Records contained in a dataset
+---+
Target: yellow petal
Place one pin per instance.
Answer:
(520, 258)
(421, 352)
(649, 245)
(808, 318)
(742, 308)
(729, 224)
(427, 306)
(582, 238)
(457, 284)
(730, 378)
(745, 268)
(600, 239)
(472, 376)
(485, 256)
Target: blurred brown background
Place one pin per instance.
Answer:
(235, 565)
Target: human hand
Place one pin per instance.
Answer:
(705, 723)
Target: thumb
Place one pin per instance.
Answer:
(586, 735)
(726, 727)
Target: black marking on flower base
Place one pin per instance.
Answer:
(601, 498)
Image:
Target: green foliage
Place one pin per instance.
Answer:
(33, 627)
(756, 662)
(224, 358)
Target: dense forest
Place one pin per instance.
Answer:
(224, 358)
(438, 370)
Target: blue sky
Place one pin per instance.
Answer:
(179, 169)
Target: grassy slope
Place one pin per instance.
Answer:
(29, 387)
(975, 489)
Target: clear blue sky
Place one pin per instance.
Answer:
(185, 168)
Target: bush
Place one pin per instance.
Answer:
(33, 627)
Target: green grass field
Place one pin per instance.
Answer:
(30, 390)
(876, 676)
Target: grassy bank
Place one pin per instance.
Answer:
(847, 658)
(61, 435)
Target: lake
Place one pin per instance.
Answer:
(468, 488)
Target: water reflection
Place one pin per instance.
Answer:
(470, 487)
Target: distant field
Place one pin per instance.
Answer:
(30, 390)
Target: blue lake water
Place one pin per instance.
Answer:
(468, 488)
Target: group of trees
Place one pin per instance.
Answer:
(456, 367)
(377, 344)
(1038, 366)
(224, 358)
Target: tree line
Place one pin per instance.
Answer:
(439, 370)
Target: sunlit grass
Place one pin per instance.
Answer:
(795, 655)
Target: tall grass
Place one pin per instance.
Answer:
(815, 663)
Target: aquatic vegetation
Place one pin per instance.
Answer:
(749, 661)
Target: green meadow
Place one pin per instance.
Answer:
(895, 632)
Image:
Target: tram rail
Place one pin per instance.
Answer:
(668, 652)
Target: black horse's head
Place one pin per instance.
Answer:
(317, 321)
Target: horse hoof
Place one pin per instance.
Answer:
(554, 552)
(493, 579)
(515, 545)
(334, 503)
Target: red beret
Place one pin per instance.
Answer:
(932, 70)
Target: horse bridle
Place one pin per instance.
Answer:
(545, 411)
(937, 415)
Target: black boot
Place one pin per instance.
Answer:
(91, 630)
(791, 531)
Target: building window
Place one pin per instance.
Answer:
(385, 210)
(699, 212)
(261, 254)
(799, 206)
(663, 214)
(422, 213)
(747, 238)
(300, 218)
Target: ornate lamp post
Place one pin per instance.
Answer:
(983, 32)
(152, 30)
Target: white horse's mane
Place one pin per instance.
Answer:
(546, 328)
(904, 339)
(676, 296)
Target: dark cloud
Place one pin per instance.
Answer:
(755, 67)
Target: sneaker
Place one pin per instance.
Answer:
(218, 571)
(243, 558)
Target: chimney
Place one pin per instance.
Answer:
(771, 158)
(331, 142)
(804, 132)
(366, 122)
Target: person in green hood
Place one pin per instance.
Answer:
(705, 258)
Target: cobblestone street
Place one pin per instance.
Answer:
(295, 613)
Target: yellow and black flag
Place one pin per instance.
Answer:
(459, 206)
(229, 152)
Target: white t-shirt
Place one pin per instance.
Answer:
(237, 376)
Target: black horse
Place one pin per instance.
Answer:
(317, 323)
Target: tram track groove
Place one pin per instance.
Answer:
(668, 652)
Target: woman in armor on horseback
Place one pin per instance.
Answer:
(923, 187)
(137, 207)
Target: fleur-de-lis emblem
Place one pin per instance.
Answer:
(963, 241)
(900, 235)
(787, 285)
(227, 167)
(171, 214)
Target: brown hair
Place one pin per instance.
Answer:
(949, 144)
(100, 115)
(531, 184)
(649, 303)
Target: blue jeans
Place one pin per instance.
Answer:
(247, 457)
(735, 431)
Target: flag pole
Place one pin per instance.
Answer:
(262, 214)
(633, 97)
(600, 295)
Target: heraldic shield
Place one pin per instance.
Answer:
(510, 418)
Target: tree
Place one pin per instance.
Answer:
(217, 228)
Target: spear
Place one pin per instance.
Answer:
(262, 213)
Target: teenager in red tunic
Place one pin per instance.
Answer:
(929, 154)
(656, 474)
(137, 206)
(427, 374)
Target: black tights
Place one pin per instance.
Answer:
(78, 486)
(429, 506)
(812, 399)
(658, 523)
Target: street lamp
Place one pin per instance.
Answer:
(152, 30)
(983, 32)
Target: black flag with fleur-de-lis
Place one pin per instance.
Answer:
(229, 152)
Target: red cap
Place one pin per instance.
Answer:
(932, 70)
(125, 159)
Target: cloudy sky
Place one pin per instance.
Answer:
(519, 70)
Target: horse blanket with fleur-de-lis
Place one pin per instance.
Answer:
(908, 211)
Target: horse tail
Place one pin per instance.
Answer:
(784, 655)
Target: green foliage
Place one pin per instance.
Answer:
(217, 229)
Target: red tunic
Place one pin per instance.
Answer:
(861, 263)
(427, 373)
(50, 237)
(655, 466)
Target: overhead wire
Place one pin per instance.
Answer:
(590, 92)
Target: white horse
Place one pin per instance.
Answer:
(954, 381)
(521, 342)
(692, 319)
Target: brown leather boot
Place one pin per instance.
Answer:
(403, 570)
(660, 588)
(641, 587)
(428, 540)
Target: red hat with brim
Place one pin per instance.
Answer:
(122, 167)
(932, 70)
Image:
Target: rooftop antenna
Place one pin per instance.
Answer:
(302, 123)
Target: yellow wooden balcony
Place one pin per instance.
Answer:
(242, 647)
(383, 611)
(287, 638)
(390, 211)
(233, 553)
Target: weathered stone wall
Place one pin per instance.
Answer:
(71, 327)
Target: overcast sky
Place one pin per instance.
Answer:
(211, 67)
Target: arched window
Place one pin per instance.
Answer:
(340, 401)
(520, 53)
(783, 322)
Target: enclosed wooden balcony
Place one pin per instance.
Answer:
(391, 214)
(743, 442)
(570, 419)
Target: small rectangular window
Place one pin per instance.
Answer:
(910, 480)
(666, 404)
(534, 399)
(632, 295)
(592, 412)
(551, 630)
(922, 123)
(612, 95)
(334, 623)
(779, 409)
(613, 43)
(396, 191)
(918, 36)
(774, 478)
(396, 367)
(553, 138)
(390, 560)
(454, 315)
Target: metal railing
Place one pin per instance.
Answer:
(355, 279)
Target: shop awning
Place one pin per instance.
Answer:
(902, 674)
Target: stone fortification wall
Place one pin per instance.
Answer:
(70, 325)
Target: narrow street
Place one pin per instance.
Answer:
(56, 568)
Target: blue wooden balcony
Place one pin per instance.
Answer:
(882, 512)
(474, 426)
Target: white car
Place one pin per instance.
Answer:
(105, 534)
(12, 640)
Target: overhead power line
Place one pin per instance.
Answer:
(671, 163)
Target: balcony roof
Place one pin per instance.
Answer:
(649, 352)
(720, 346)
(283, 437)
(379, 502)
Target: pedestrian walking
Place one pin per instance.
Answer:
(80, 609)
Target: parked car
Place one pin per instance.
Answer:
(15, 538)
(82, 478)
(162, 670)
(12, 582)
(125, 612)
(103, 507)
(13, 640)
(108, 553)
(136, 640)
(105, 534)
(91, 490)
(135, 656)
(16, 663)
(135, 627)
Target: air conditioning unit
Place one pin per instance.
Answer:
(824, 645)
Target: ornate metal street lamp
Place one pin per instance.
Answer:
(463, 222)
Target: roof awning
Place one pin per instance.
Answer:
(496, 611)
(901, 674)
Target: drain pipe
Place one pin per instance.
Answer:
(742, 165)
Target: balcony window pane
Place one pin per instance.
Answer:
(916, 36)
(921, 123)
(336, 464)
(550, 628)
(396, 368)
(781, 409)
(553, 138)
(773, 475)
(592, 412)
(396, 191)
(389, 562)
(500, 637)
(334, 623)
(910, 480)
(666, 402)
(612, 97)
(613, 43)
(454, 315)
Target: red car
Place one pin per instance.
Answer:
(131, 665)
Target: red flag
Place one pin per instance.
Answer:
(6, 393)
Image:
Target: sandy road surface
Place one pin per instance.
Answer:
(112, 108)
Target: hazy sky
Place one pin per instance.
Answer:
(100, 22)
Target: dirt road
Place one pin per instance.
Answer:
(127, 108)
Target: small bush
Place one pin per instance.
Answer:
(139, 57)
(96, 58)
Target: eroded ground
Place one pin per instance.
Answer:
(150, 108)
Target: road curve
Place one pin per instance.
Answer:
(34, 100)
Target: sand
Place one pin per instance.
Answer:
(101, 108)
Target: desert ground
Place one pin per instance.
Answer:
+---+
§ **PROBLEM DETAILS**: An exact copy of the lines above, from the one containing "Target: green grass field" through the one containing "Target: distant field", is the whole of the answer.

§ **ANSWER SECTION**:
Target: green grass field
Place one pin per instance.
Answer:
(30, 390)
(876, 676)
Target: grassy bank
Place one pin per instance.
Answer:
(847, 658)
(61, 435)
Target: lake
Place one pin per instance.
Answer:
(468, 488)
Target: water reflection
Place one pin per instance.
Answer:
(470, 487)
Target: distant field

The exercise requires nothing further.